**DIRECTION:**
Extract, word for word, the lines of the records below from the line holding "# test: pointer emits one marker per instance of the chrome" through the line holding "x=792 y=408", including both of those lines.

[START OF SOURCE MATERIAL]

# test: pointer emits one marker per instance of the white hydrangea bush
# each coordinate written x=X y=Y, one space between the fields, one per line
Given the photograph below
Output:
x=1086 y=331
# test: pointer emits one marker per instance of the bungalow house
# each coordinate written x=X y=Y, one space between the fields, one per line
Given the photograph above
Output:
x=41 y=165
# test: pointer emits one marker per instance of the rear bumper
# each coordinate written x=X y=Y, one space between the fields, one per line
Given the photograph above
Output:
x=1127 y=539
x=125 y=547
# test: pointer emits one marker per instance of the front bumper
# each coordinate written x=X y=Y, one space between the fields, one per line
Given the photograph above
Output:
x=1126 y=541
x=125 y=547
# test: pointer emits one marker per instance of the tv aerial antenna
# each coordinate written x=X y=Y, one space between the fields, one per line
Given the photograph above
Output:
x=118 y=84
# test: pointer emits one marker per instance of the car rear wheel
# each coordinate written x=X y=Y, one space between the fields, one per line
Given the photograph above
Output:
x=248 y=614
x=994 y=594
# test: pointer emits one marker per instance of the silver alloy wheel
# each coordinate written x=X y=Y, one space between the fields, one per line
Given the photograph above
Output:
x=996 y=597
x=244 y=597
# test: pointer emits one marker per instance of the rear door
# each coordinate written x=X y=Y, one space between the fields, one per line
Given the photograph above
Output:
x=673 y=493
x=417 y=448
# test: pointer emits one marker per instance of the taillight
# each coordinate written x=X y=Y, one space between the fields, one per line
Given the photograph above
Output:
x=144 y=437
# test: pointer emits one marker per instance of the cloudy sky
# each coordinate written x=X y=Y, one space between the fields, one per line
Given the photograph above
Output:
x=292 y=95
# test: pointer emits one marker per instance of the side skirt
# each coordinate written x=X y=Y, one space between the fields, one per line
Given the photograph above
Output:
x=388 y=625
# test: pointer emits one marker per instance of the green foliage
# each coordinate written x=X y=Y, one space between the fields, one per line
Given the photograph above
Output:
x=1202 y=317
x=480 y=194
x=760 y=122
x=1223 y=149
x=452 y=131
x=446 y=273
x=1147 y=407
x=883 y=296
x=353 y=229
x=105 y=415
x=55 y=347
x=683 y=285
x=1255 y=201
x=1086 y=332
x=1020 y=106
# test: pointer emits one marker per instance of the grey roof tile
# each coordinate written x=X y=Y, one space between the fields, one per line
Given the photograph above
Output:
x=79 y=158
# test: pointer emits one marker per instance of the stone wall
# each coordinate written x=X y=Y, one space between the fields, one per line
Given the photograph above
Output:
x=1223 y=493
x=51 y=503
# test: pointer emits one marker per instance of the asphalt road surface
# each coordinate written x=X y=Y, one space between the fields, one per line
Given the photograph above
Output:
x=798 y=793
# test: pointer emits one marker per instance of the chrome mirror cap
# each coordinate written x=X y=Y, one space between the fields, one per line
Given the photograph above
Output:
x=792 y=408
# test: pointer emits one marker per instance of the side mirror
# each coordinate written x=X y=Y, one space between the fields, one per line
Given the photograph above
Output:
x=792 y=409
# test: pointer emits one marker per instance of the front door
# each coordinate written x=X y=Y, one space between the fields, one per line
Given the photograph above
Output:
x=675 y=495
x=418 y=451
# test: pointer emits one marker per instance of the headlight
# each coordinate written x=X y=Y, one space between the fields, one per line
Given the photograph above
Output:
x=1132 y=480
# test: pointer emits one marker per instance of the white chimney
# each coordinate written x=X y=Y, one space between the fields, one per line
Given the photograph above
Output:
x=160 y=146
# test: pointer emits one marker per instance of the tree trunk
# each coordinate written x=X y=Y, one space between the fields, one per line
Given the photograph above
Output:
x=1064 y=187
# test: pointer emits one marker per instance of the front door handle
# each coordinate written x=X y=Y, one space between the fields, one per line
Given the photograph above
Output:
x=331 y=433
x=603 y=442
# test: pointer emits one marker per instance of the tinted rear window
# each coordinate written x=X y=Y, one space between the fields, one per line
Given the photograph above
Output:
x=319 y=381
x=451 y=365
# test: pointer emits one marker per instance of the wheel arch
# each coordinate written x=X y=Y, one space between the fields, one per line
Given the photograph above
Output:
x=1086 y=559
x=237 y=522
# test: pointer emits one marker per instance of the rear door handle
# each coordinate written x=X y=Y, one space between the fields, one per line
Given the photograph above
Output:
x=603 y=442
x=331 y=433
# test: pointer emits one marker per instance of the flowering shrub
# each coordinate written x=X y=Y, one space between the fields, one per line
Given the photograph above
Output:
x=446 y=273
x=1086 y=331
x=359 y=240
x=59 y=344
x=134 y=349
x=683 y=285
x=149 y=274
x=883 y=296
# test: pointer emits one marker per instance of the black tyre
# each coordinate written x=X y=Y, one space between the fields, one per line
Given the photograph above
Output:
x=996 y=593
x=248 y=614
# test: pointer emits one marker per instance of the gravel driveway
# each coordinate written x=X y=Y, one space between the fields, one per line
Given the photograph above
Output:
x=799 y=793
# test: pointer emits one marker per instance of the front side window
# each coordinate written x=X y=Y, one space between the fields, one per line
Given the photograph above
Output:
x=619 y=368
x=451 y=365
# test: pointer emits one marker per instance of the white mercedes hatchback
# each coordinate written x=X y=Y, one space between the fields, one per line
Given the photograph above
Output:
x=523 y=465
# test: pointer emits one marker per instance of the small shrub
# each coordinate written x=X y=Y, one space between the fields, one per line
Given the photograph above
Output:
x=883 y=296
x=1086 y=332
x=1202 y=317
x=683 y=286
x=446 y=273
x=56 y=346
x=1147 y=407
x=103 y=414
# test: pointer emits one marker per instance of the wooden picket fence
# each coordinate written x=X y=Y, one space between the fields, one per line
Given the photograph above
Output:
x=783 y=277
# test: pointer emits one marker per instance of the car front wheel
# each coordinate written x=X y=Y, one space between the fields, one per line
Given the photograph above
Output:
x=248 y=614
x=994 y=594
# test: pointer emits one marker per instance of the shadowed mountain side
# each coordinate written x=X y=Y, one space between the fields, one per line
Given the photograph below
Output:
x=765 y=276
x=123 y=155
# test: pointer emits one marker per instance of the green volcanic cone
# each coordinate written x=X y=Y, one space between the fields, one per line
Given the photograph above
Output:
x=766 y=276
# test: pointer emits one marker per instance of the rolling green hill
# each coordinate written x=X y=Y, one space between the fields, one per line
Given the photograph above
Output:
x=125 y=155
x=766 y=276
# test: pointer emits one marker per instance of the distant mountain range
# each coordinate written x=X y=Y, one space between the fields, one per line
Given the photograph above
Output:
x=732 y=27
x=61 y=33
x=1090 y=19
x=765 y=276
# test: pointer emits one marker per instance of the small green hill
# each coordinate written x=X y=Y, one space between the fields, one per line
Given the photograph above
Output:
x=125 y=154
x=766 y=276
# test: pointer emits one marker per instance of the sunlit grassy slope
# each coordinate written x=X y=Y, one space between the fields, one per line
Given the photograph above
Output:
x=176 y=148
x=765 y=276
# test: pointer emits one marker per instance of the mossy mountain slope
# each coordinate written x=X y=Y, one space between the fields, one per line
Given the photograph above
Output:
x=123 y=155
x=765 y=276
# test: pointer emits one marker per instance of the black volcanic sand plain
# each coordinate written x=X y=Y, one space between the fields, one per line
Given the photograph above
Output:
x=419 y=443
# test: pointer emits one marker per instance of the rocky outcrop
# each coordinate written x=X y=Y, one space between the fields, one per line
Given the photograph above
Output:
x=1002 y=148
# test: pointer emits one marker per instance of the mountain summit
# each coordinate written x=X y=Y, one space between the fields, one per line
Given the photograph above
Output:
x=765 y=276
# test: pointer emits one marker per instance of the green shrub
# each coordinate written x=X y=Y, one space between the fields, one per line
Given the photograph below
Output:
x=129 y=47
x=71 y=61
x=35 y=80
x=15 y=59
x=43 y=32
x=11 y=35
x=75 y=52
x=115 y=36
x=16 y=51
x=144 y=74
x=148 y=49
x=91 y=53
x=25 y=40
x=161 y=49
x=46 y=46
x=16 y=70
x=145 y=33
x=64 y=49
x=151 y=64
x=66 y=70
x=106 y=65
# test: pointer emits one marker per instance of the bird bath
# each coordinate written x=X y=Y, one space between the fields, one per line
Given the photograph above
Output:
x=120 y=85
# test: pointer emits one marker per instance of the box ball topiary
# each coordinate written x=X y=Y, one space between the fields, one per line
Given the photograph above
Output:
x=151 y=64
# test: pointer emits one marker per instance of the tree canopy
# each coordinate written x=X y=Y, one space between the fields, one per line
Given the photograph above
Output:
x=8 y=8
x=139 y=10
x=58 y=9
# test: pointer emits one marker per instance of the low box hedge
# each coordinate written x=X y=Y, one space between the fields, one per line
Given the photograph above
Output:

[END OF SOURCE MATERIAL]

**WRITTEN REPLY:**
# test: pointer emits one marker per instance of the chrome mirror cap
# each coordinate written x=X y=Y, one space between the fields, one per line
Given the photograph above
Output:
x=792 y=408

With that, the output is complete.